Dataset entries
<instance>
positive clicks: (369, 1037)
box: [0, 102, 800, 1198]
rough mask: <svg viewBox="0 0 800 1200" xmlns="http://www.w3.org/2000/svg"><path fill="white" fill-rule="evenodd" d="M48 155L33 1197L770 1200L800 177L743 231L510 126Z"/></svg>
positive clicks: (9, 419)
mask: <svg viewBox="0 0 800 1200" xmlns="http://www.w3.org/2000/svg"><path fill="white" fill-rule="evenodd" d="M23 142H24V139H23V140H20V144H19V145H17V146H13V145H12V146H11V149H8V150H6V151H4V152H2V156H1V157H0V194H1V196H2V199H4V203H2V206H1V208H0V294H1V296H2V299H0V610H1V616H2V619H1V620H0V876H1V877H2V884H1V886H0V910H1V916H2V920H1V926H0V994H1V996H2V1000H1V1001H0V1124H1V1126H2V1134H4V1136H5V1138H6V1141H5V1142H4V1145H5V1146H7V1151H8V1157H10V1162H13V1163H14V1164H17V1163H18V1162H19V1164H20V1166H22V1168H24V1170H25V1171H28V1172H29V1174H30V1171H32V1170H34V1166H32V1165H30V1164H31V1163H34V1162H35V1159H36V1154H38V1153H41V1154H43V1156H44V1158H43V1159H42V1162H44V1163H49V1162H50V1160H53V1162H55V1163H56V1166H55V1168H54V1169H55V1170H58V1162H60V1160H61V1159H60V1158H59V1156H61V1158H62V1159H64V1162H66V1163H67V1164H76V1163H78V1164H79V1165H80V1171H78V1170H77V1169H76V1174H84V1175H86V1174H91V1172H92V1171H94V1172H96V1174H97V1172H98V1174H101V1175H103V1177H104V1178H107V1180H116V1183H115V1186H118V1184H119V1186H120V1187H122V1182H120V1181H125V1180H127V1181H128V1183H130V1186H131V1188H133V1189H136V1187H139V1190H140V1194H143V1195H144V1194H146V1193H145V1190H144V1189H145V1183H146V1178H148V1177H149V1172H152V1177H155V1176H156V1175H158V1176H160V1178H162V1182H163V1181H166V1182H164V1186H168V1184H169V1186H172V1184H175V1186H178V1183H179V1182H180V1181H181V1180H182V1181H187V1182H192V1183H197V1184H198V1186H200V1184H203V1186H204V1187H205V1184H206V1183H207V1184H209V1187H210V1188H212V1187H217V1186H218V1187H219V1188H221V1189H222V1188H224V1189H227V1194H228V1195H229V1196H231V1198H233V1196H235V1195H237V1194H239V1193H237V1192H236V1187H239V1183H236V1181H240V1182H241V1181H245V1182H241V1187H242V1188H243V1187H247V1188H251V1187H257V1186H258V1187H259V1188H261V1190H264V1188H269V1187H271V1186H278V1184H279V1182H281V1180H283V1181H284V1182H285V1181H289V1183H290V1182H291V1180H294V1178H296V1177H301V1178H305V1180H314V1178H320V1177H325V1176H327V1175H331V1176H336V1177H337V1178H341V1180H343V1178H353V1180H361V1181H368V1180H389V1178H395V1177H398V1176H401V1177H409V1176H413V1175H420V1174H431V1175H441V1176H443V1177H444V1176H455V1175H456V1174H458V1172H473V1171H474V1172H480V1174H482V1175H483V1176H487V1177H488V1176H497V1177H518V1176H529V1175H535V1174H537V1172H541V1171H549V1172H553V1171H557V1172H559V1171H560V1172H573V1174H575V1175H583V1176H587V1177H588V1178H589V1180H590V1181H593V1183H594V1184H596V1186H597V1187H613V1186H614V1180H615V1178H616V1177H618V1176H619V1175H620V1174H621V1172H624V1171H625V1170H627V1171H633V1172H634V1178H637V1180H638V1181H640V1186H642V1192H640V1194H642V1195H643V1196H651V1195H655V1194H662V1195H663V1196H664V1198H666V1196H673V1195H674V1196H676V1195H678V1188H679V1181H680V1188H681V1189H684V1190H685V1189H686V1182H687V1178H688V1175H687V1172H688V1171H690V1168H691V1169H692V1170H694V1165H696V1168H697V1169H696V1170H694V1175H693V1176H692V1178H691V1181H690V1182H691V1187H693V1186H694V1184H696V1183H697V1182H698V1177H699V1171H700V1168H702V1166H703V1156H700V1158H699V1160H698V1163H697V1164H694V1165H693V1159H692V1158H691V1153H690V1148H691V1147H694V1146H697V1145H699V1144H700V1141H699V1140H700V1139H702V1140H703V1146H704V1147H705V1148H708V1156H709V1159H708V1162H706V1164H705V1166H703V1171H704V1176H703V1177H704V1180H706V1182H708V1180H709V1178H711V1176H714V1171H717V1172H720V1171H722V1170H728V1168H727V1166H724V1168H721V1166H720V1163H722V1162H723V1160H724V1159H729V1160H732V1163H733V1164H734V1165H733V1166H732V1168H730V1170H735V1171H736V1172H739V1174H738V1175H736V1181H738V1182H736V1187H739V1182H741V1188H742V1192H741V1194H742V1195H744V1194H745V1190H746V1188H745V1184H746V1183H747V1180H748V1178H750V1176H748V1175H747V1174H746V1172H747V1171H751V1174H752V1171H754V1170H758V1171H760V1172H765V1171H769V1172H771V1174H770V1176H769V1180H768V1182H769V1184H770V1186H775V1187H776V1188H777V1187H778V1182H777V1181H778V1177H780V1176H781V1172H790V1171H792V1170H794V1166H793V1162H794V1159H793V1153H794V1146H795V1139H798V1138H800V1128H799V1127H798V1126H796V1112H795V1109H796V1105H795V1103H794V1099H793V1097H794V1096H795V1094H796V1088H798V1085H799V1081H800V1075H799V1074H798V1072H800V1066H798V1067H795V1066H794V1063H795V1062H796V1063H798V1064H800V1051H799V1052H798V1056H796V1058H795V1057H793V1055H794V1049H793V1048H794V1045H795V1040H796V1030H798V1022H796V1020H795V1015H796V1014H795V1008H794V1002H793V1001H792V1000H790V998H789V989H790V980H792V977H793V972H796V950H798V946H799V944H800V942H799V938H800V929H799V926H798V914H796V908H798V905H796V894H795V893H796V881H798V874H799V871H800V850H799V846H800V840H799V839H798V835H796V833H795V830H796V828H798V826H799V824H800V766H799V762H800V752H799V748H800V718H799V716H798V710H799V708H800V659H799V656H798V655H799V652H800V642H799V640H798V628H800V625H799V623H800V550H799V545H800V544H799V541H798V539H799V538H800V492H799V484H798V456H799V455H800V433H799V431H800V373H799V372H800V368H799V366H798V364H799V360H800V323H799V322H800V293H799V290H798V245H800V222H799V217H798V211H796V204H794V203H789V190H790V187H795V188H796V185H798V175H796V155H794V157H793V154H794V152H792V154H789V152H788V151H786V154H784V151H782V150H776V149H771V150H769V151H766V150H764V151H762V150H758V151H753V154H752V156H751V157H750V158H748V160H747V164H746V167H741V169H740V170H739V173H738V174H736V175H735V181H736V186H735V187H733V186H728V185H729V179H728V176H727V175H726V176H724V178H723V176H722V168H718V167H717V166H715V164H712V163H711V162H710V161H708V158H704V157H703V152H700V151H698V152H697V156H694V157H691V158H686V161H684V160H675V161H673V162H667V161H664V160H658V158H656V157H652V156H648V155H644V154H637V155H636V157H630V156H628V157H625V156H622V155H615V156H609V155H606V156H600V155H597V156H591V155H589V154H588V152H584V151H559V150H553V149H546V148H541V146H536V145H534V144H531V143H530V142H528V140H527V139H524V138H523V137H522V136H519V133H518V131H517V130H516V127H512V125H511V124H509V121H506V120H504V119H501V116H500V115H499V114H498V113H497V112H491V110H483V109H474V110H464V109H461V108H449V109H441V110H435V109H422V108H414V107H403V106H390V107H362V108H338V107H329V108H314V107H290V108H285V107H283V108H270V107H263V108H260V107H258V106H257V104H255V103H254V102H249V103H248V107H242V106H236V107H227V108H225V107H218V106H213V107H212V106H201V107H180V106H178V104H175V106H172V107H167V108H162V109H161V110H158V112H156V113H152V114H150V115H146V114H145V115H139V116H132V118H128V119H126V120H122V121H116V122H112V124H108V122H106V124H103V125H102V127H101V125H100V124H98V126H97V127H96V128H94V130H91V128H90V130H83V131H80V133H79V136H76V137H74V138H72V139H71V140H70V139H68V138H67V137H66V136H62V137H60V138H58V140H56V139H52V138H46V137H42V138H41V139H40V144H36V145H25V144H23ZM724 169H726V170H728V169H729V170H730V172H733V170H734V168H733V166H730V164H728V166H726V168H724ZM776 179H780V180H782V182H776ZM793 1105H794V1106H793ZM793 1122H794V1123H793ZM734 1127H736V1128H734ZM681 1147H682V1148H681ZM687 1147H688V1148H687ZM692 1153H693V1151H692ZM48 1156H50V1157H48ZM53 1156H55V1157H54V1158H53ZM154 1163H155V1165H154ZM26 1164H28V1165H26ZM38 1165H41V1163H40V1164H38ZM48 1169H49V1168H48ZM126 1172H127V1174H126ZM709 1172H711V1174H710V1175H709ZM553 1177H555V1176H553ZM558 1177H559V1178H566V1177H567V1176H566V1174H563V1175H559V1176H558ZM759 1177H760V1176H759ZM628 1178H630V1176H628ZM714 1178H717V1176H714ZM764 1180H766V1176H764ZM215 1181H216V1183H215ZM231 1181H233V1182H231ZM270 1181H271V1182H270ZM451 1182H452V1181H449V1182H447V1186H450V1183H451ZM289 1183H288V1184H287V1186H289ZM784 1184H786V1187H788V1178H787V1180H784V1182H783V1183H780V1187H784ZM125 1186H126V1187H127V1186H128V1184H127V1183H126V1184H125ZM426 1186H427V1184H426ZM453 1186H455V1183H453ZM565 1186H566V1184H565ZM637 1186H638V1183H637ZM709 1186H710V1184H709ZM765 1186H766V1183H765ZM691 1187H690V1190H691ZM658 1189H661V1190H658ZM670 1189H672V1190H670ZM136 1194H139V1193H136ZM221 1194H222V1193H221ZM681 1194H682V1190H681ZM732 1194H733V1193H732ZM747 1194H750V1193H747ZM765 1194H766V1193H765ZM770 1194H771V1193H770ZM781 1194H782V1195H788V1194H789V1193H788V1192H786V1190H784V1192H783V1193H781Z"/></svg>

__Task requirements__. Pull every line containing "clicks" out of the entries.

__Solved problem__.
positive clicks: (369, 1037)
positive clicks: (9, 419)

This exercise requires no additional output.